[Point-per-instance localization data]
┄┄┄┄┄┄┄┄┄┄┄┄┄┄┄┄┄┄┄┄

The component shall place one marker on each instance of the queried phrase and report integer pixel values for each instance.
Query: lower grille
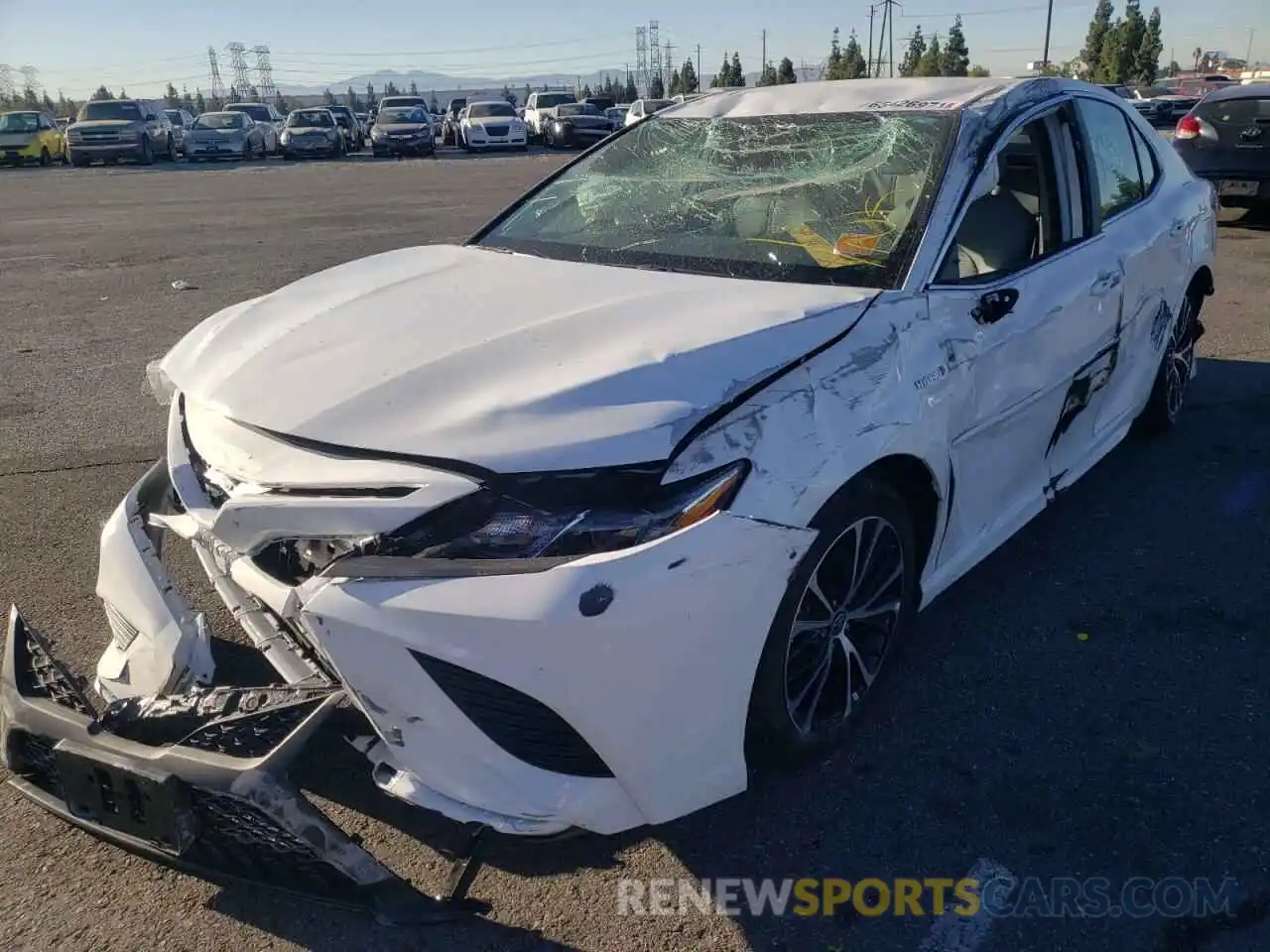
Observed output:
(525, 728)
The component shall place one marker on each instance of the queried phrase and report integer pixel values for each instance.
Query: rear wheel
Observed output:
(852, 595)
(1176, 368)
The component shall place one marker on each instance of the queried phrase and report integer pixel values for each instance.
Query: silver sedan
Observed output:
(223, 136)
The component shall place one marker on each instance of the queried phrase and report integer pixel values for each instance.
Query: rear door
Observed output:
(1025, 301)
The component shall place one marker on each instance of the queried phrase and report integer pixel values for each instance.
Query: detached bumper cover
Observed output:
(193, 780)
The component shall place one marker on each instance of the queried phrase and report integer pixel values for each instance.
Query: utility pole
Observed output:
(871, 12)
(1044, 56)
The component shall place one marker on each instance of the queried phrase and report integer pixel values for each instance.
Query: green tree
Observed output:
(912, 60)
(855, 59)
(689, 80)
(1091, 55)
(724, 75)
(1115, 54)
(1133, 31)
(933, 60)
(1146, 64)
(956, 55)
(835, 66)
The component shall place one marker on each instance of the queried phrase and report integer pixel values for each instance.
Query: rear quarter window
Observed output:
(1236, 112)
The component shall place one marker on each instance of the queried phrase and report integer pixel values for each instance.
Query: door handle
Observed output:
(1106, 281)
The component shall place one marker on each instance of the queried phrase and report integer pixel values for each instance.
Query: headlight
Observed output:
(158, 384)
(490, 534)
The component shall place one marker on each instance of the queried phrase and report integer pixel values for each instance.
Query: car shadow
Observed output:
(1042, 714)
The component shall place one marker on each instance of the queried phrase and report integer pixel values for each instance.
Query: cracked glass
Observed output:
(825, 198)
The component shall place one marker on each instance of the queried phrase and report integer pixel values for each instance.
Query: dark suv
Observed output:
(121, 128)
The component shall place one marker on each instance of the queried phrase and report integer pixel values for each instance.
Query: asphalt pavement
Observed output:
(1086, 702)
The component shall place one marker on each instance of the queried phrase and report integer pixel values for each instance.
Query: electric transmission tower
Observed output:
(238, 62)
(642, 60)
(217, 82)
(264, 68)
(654, 56)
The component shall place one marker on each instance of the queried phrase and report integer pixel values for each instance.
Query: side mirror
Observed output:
(988, 180)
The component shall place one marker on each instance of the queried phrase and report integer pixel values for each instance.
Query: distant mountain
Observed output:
(427, 82)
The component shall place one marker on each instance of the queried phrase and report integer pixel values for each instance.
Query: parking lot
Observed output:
(1087, 702)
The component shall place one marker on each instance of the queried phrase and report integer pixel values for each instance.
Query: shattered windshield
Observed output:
(826, 198)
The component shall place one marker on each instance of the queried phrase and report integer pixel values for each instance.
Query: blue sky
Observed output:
(143, 44)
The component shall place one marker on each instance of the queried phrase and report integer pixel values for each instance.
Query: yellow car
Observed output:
(31, 136)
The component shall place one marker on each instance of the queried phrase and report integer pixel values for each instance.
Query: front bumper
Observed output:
(195, 782)
(602, 694)
(111, 150)
(213, 150)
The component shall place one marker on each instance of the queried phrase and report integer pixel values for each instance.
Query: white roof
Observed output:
(847, 95)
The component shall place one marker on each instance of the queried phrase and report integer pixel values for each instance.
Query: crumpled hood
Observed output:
(509, 362)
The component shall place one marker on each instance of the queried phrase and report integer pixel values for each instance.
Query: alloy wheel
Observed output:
(843, 625)
(1180, 358)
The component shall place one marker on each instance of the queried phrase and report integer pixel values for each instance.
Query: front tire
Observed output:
(852, 597)
(1176, 367)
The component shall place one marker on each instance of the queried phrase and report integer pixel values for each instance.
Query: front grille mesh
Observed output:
(524, 726)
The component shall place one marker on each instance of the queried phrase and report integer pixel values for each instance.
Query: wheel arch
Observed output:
(1202, 282)
(915, 481)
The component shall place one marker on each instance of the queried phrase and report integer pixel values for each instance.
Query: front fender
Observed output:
(821, 424)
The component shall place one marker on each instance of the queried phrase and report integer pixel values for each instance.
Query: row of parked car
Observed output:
(146, 131)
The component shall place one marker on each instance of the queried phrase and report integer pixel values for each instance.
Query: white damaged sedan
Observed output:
(802, 357)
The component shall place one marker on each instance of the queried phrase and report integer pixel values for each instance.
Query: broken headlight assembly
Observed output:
(494, 534)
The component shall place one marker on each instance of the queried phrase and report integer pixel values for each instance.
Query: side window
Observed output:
(1114, 158)
(1020, 221)
(1146, 163)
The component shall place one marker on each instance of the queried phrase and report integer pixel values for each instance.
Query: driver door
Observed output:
(1020, 313)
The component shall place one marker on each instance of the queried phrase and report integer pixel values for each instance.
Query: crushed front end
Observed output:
(529, 696)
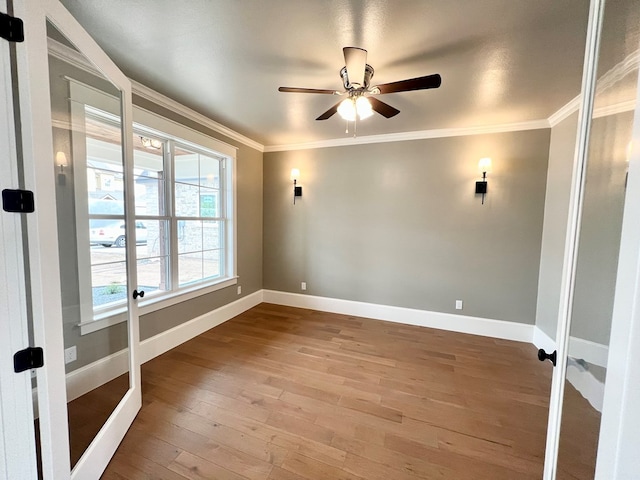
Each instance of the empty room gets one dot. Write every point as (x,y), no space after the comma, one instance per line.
(300,240)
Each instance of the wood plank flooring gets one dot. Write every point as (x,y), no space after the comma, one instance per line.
(281,393)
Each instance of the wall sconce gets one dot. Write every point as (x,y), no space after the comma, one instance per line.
(484,165)
(297,190)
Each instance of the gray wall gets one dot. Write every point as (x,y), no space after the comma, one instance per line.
(399,224)
(599,242)
(556,211)
(94,346)
(601,223)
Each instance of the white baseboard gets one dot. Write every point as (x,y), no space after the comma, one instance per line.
(165,341)
(444,321)
(91,376)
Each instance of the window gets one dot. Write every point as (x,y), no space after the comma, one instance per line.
(184,211)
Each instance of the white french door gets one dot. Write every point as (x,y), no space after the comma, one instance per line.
(56,165)
(17,446)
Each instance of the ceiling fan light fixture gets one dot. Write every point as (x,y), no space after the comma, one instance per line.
(347,109)
(363,107)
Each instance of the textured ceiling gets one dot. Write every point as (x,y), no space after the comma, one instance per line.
(501,61)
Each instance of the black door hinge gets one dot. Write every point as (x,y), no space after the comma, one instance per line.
(17,201)
(31,357)
(11,28)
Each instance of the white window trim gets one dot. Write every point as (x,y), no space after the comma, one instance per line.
(154,124)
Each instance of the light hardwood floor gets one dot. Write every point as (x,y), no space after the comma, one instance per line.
(293,394)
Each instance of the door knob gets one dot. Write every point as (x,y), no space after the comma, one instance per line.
(542,356)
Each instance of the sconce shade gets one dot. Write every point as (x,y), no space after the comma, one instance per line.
(484,165)
(61,159)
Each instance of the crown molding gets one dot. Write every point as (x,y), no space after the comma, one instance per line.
(565,111)
(417,135)
(621,107)
(76,59)
(630,63)
(176,107)
(613,76)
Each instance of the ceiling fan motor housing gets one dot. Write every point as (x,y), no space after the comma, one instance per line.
(368,75)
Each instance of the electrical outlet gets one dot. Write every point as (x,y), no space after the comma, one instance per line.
(70,354)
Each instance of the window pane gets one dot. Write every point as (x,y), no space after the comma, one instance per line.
(148,175)
(211,264)
(209,172)
(187,200)
(209,202)
(186,166)
(109,283)
(152,274)
(152,237)
(189,236)
(190,268)
(210,235)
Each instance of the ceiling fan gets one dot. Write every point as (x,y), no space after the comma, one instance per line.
(356,77)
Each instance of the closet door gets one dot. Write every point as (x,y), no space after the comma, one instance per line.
(76,116)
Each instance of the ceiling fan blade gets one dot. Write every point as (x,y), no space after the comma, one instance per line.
(307,90)
(420,83)
(355,60)
(329,113)
(382,108)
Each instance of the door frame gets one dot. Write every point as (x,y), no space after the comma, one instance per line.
(44,272)
(570,259)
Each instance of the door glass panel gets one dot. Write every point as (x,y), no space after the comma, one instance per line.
(90,205)
(599,240)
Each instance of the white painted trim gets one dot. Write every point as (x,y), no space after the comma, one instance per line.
(542,340)
(570,256)
(72,57)
(518,332)
(90,377)
(166,102)
(417,135)
(614,109)
(565,111)
(165,341)
(17,448)
(630,63)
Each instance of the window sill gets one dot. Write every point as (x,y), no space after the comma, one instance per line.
(152,304)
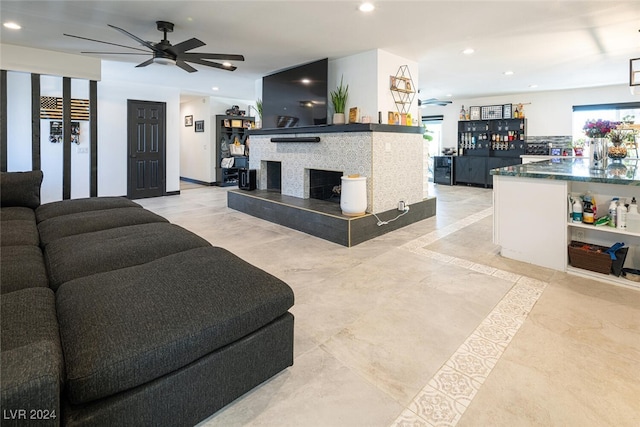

┄┄┄┄┄┄┄┄┄┄┄┄┄┄┄┄┄┄┄┄

■ The problem
From the records above, tally every line that contains the string "sedan"; the reply consists of that number alone.

■ Written response
2